▶ _TEXT SEGMENT_:
*** Block opens ***

Biology Professor Nathan Ahlgren has won a five-year, $1.56 million National Science Foundation Early Career Development (NSF CAREER) grant to investigate how iron nourishes and shapes the adaptation of Synechococcus, one of the most abundant phytoplankton in the ocean and a key driver to the photosynthesis that generates as much as 15 percent of the oxygen we breathe.
Synechococcus is a type of marine cyanobacteria, formerly known as blue-green algae, that “form an important foundation of life in the oceans,” according to Ahlgren. At the bottom of the ocean’s food chain, “they produce organic material and oxygen, just like plants on land do.”
For more than two decades, the microbial ecologist’s research has focused on Synechococcus and its sister genus, Prochlorococcus, which together, as the most abundant marine cyanobacteria, carry out about 25 percent of the photosynthesis in the ocean. These cyanobacteria are incredibly important to sustaining life on earth, he explains, “because half of all photosynthesis occurs in the ocean.”
Yet, like all living things, cyanobacteria need iron to survive, Ahlgren says. For that important reason, scientists have focused on iron levels in the ocean, where phytoplankton play a crucial role in “controlling the amount of photosynthesis and flow of carbon dioxide on our planet,” he says.
In about 30 percent of the ocean, phytoplankton growth is limited by a lack of iron, a phenomenon that has been well studied, according to Ahlgren. Less studied is phytoplankton’s response to low, medium, or high iron levels in the rest of the ocean, he explains, and how the variability or stability of iron conditions affects phytoplankton populations, including Synechococcus.
“We hope to set the context for understanding what’s happening right now so we can start to make predictions for the future,” Ahlgren says. “If we know how iron conditions are going to change, and if iron is going to be more variable or more stable, then we might know how cyanobacteria could respond.”

*** Block closes ***

▶ _STUDY MATERIAL_:

*** Block opens ***

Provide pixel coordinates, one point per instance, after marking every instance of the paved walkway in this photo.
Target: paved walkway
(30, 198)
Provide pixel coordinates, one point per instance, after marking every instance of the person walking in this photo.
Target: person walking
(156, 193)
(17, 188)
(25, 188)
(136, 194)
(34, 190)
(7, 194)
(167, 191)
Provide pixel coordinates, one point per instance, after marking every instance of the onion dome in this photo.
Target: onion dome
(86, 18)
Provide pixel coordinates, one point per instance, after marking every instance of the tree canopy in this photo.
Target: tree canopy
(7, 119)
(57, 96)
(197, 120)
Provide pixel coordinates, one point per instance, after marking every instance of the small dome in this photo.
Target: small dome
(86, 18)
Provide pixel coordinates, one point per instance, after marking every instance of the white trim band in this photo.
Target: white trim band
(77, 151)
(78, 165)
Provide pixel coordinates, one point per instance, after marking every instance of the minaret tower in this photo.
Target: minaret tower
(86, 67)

*** Block closes ***
*** Block opens ***

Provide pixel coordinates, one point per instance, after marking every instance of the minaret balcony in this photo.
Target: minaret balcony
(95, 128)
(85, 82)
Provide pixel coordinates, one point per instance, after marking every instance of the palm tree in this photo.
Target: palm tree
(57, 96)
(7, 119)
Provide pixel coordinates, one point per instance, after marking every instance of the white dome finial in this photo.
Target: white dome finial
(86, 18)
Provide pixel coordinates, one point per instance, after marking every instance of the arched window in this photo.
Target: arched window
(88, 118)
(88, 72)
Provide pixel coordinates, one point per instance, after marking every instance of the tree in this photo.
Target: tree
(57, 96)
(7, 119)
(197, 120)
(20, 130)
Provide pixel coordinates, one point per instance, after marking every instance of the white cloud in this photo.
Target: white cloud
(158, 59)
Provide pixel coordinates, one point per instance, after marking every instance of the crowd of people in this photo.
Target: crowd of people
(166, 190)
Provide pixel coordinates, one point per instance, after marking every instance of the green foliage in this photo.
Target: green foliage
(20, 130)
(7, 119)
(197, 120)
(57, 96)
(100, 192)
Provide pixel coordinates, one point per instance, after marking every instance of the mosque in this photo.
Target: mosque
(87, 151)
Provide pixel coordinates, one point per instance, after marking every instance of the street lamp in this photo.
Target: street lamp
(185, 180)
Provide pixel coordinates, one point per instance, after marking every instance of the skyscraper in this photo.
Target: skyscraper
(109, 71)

*** Block closes ***
*** Block opens ***

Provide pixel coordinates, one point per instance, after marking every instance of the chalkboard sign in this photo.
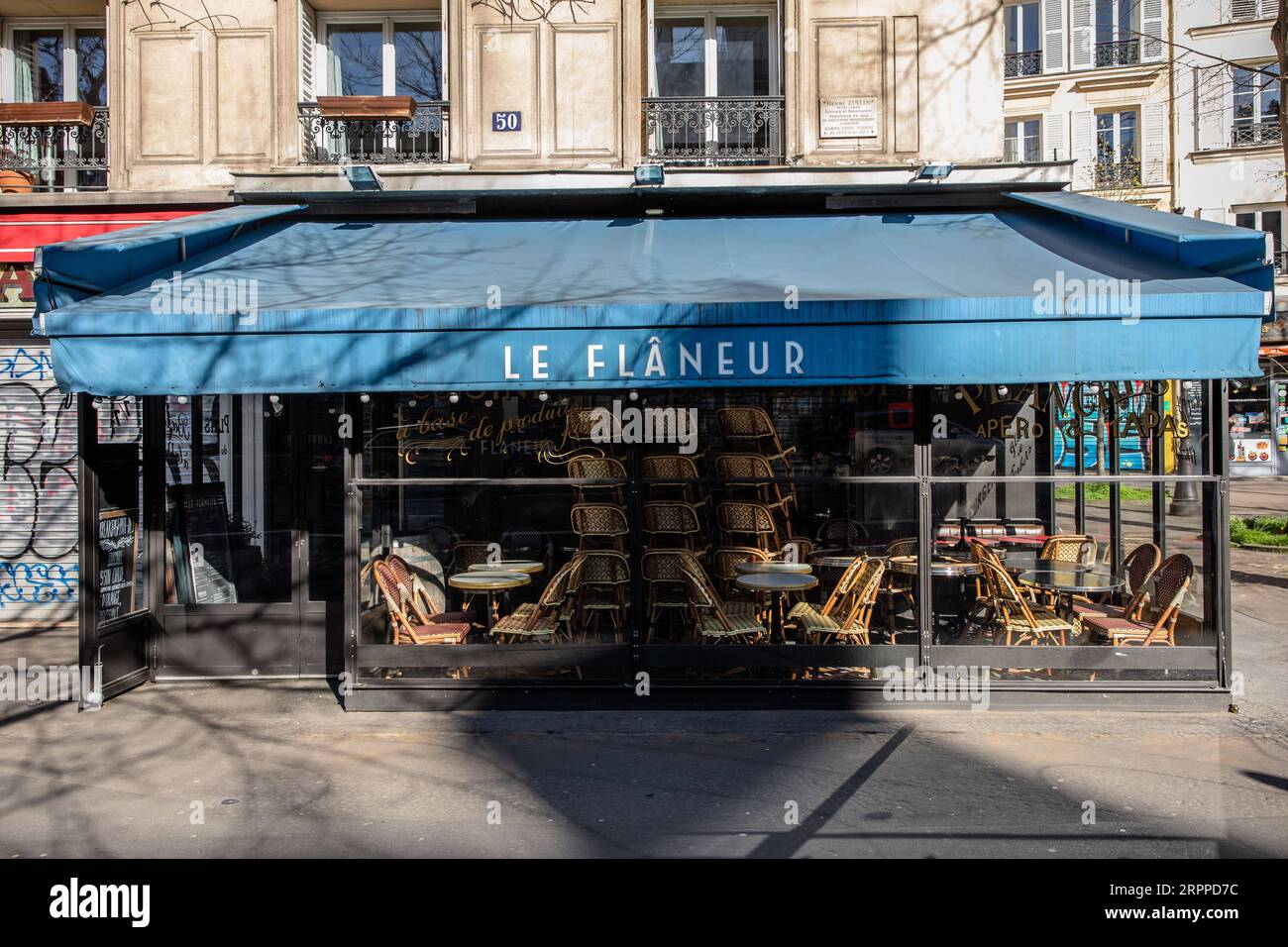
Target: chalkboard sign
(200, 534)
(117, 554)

*** Block closes ***

▶ _DIRECTIONS_:
1: According to the article on the Synechococcus grant, in what share of the ocean is phytoplankton growth limited by a lack of iron?
2: Reproduce the article on the Synechococcus grant word for word, between "In about 30" and "populations, including Synechococcus.", inclusive.

▶ _TASK RESULTS_:
1: About 30 percent.

2:
In about 30 percent of the ocean, phytoplankton growth is limited by a lack of iron, a phenomenon that has been well studied, according to Ahlgren. Less studied is phytoplankton’s response to low, medium, or high iron levels in the rest of the ocean, he explains, and how the variability or stability of iron conditions affects phytoplankton populations, including Synechococcus.